Exercise directions
Convert every line of the records into a Markdown table with two columns, "No." for the row number and "Entry" for the line, omitting blank lines.

(Segmentation dataset records)
start
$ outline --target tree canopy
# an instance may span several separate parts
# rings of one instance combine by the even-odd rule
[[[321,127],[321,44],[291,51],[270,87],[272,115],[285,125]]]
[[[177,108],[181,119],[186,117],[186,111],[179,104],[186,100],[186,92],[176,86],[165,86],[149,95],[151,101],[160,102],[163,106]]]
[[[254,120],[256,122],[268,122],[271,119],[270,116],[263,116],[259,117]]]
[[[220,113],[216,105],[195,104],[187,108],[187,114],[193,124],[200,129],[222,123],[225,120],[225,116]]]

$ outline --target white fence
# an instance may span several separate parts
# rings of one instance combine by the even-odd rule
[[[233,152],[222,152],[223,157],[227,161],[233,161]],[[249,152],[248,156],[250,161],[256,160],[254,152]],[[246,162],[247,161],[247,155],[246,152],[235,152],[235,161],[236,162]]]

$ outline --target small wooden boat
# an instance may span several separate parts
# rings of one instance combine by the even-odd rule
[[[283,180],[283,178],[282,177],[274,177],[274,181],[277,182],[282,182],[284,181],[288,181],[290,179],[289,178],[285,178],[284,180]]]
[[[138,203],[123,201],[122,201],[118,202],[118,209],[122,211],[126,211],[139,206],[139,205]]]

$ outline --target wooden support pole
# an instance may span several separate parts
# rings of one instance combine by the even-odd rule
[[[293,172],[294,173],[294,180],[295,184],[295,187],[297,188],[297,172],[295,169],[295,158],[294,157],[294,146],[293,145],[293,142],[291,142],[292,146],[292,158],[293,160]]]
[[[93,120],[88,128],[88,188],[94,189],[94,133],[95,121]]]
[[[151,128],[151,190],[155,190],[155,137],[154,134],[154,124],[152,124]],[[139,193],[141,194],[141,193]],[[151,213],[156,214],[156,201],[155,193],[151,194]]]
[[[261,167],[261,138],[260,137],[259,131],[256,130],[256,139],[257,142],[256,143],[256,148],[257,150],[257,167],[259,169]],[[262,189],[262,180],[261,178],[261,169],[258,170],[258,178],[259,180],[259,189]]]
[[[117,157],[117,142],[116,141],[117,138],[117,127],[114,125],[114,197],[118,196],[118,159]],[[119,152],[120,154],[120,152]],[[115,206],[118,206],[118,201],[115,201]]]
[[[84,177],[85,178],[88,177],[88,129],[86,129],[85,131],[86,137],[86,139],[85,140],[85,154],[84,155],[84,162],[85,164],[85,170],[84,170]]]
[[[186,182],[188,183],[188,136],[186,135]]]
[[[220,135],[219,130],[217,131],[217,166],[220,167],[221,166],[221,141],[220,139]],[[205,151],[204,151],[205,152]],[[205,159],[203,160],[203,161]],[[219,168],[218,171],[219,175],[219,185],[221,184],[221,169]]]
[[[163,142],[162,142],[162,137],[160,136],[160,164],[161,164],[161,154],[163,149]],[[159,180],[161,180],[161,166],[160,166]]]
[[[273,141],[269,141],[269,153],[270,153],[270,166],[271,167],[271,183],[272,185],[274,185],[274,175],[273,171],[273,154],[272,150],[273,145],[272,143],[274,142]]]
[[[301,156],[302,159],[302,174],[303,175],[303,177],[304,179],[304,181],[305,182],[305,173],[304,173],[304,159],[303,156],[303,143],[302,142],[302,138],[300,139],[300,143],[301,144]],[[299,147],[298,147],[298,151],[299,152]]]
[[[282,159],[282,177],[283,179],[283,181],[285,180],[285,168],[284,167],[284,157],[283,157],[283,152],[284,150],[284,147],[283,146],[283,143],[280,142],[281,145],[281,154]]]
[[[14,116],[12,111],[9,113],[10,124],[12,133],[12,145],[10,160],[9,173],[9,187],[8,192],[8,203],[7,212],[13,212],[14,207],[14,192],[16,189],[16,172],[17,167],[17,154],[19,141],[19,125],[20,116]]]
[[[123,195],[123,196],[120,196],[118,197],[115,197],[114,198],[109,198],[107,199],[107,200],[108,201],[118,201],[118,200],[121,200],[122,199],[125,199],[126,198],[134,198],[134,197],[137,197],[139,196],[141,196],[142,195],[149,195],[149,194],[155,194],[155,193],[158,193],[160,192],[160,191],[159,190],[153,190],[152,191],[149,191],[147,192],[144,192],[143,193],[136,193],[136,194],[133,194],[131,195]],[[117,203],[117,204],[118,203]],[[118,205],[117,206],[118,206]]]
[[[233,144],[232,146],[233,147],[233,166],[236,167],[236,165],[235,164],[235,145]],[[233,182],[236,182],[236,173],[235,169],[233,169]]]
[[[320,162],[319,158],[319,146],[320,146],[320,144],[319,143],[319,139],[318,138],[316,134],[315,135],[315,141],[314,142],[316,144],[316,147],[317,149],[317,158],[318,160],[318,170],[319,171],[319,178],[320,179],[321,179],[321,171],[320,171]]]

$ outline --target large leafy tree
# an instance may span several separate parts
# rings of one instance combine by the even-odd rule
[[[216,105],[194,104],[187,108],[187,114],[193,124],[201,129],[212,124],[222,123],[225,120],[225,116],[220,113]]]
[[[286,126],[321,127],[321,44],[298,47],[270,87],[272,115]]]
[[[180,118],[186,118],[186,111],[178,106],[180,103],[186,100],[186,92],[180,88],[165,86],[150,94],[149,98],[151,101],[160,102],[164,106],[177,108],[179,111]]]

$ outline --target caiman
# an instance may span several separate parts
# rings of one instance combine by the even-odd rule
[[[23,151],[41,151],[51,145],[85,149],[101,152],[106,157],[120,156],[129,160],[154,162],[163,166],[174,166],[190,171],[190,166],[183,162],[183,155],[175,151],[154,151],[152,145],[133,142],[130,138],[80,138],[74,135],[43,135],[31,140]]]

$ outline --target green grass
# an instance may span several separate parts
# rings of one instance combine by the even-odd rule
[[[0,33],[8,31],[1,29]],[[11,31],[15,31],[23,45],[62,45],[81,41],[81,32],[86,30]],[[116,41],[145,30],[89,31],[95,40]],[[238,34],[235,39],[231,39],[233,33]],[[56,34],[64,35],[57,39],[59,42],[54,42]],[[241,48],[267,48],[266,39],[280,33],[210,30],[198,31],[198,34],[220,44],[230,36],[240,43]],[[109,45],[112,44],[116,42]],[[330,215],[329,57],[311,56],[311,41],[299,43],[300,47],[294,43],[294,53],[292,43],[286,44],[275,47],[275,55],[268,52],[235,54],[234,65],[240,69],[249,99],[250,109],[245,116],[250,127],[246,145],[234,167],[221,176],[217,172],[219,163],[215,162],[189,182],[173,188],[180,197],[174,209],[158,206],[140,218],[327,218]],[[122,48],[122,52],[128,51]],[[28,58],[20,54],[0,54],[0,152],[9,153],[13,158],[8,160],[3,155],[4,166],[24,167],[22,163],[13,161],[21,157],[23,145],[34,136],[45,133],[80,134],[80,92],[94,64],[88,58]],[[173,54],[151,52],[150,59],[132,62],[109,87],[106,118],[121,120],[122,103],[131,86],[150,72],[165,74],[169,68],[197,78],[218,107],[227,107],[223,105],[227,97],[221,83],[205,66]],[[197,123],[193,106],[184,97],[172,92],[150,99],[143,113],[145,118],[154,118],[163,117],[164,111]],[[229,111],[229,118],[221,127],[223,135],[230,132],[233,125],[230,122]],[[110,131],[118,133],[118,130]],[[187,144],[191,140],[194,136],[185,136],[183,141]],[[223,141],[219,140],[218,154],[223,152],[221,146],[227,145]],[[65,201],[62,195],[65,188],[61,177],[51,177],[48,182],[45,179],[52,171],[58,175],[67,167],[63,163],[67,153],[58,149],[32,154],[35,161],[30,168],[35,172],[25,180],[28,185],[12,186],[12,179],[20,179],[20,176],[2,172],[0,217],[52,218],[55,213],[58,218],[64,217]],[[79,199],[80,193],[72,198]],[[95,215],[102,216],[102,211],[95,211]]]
end
Output of the exercise
| No. | Entry |
|---|---|
| 1 | $ outline --target tree canopy |
| 2 | # an instance may span several separate parts |
| 3 | # rings of one instance combine by the even-odd rule |
| 4 | [[[321,127],[321,44],[291,51],[270,87],[272,115],[285,125]]] |
| 5 | [[[177,108],[181,119],[186,117],[186,111],[179,104],[186,100],[186,92],[176,86],[165,86],[149,95],[151,101],[160,102],[163,106]]] |
| 6 | [[[254,120],[256,122],[268,122],[271,119],[270,116],[263,116],[259,117]]] |
| 7 | [[[220,113],[216,105],[195,104],[187,108],[187,114],[193,124],[200,129],[222,123],[225,120],[225,116]]] |
| 8 | $ outline --target white fence |
| 9 | # an instance may span several separate parts |
| 10 | # rings of one instance combine by the even-odd rule |
| 11 | [[[233,152],[222,152],[223,157],[227,161],[233,161]],[[249,152],[248,156],[250,161],[256,160],[254,152]],[[246,162],[247,161],[247,155],[246,152],[235,152],[235,161],[236,162]]] |
| 12 | $ outline --target small wooden boat |
| 13 | # an instance may span several separate parts |
| 14 | # rings of one instance combine by the even-odd rule |
| 15 | [[[283,180],[283,178],[282,177],[274,177],[274,181],[277,182],[282,182],[284,181],[288,181],[290,179],[289,178],[285,178],[284,180]]] |
| 16 | [[[138,203],[123,201],[122,201],[118,202],[118,209],[122,211],[126,211],[139,206],[139,205]]] |
| 17 | $ outline --target wooden support pole |
| 18 | # an instance may span several separate parts |
| 19 | # rings of one instance combine by the even-odd rule |
| 20 | [[[293,172],[294,173],[294,180],[295,184],[295,187],[297,188],[297,172],[295,169],[295,158],[294,157],[294,146],[293,145],[293,142],[291,142],[292,146],[292,158],[293,160]]] |
| 21 | [[[93,120],[88,128],[88,188],[94,189],[94,133],[95,121]]] |
| 22 | [[[151,128],[151,190],[155,190],[155,137],[154,134],[154,124],[152,124]],[[139,193],[141,194],[141,193]],[[151,213],[156,214],[156,201],[155,193],[151,194]]] |
| 23 | [[[261,167],[261,138],[260,137],[259,131],[256,130],[256,139],[257,142],[256,143],[256,148],[257,150],[257,167],[259,169]],[[262,189],[262,180],[261,178],[261,169],[258,170],[258,178],[259,180],[259,189]]] |
| 24 | [[[117,157],[117,142],[116,141],[117,138],[117,127],[114,125],[114,197],[118,196],[118,159]],[[119,152],[120,154],[120,152]],[[115,206],[118,206],[118,201],[115,201]]] |
| 25 | [[[84,177],[85,178],[88,177],[88,129],[86,129],[85,131],[86,137],[86,139],[85,140],[85,154],[84,155],[84,162],[85,164],[85,170],[84,170]]] |
| 26 | [[[186,182],[188,183],[188,136],[186,135]]] |
| 27 | [[[220,135],[219,130],[217,131],[217,166],[220,167],[221,166],[221,141],[220,139]],[[205,151],[204,151],[205,152]],[[205,159],[203,160],[203,161]],[[219,168],[218,171],[219,175],[219,185],[221,184],[221,169]]] |
| 28 | [[[163,142],[162,142],[162,137],[160,136],[160,164],[161,164],[161,154],[163,149]],[[159,180],[161,180],[161,166],[160,166]]] |
| 29 | [[[273,141],[269,141],[269,153],[270,153],[270,166],[271,167],[271,183],[272,185],[274,185],[274,175],[273,171],[273,154],[272,150],[273,145],[272,143],[274,142]]] |
| 30 | [[[301,156],[302,159],[302,174],[303,175],[303,177],[304,179],[304,181],[305,182],[305,173],[304,173],[304,159],[303,156],[303,143],[302,142],[302,138],[300,139],[300,143],[301,144]],[[299,147],[298,147],[298,151],[299,152]]] |
| 31 | [[[282,159],[282,177],[283,179],[283,181],[285,180],[285,168],[284,167],[284,157],[283,157],[283,152],[284,150],[284,147],[283,146],[283,143],[280,142],[281,145],[281,154]]] |
| 32 | [[[14,116],[12,111],[9,113],[10,124],[12,133],[12,145],[10,160],[9,173],[9,187],[8,192],[8,203],[7,212],[13,212],[14,207],[14,192],[16,189],[16,172],[17,167],[17,154],[19,141],[19,125],[20,116]]] |
| 33 | [[[123,195],[123,196],[120,196],[118,197],[115,197],[114,198],[109,198],[107,199],[107,200],[108,201],[118,201],[118,200],[121,200],[122,199],[125,199],[126,198],[134,198],[134,197],[137,197],[139,196],[141,196],[142,195],[149,195],[149,194],[155,194],[155,193],[158,193],[160,192],[160,191],[159,190],[153,190],[152,191],[149,191],[147,192],[144,192],[143,193],[136,193],[136,194],[133,194],[131,195]],[[117,203],[117,204],[118,203]],[[118,205],[117,206],[118,206]]] |
| 34 | [[[233,144],[232,146],[233,147],[233,166],[236,167],[236,165],[235,164],[235,145]],[[233,182],[236,182],[236,173],[235,169],[233,169]]] |
| 35 | [[[320,162],[319,158],[319,146],[320,146],[320,144],[319,143],[319,139],[318,138],[316,134],[315,135],[315,141],[314,142],[316,144],[316,147],[317,149],[317,158],[318,160],[318,170],[319,171],[319,178],[320,179],[321,179],[321,171],[320,171]]] |
| 36 | $ outline --target large leafy tree |
| 37 | # an instance may span several separate parts |
| 38 | # rings of one instance combine by the even-odd rule |
| 39 | [[[216,105],[194,104],[187,108],[187,114],[193,124],[201,129],[212,124],[222,123],[225,120],[225,116],[220,113]]] |
| 40 | [[[286,126],[321,127],[321,44],[298,47],[270,87],[272,115]]] |
| 41 | [[[180,118],[186,118],[186,111],[178,106],[180,103],[186,100],[186,92],[180,88],[165,86],[150,94],[149,98],[151,101],[160,102],[164,106],[177,108],[179,111]]] |
| 42 | $ outline --target caiman |
| 43 | # an instance may span several separate parts |
| 44 | # rings of one instance combine by the even-odd rule |
| 45 | [[[23,151],[41,151],[51,145],[85,149],[101,152],[106,157],[120,156],[129,160],[154,162],[163,166],[174,166],[190,171],[190,166],[183,162],[183,155],[175,151],[154,151],[152,145],[133,142],[130,138],[80,138],[74,135],[43,135],[31,140]]] |
| 46 | $ outline --target green grass |
| 47 | # an instance may span several separate parts |
| 48 | # rings of one instance combine by the even-odd rule |
| 49 | [[[0,33],[8,31],[1,29]],[[11,31],[15,31],[23,45],[62,45],[81,41],[81,32],[86,30]],[[116,41],[145,30],[89,31],[95,40]],[[238,34],[235,39],[231,39],[233,33]],[[56,34],[64,35],[57,39],[59,42],[54,42]],[[241,48],[267,48],[266,39],[280,33],[210,30],[198,31],[198,34],[220,44],[230,36],[240,43]],[[109,45],[112,44],[116,42]],[[330,215],[329,57],[311,56],[311,41],[299,43],[300,47],[294,43],[294,53],[292,43],[286,44],[275,47],[275,55],[268,52],[235,54],[234,65],[240,69],[249,99],[250,109],[245,116],[250,127],[246,145],[234,167],[221,176],[217,172],[219,163],[215,162],[189,182],[173,188],[180,197],[174,209],[158,206],[140,218],[327,218]],[[122,48],[122,52],[128,51]],[[28,58],[20,54],[0,54],[0,152],[9,153],[13,158],[8,160],[3,155],[4,166],[24,167],[22,163],[13,161],[21,157],[23,145],[34,136],[45,133],[80,134],[80,92],[94,64],[88,58]],[[173,54],[151,52],[150,59],[132,62],[109,87],[106,118],[121,120],[122,103],[131,86],[150,72],[165,74],[169,68],[197,78],[218,107],[227,107],[223,105],[227,97],[221,83],[205,66]],[[197,123],[193,106],[184,97],[172,92],[150,99],[143,113],[145,118],[154,118],[163,117],[164,111]],[[229,111],[229,118],[221,127],[223,135],[230,132],[233,125],[230,122]],[[110,131],[118,133],[118,130]],[[187,144],[191,140],[194,136],[185,136],[183,141]],[[223,141],[219,140],[218,154],[223,152],[221,146],[227,145]],[[65,201],[62,195],[65,188],[61,177],[51,177],[48,182],[45,179],[52,171],[58,175],[67,167],[63,163],[67,153],[58,149],[32,154],[35,161],[30,168],[35,172],[25,180],[28,185],[12,186],[12,179],[20,179],[20,176],[2,172],[0,217],[52,218],[55,213],[58,218],[64,217]],[[79,199],[80,193],[72,198]],[[95,215],[102,216],[102,211],[95,211]]] |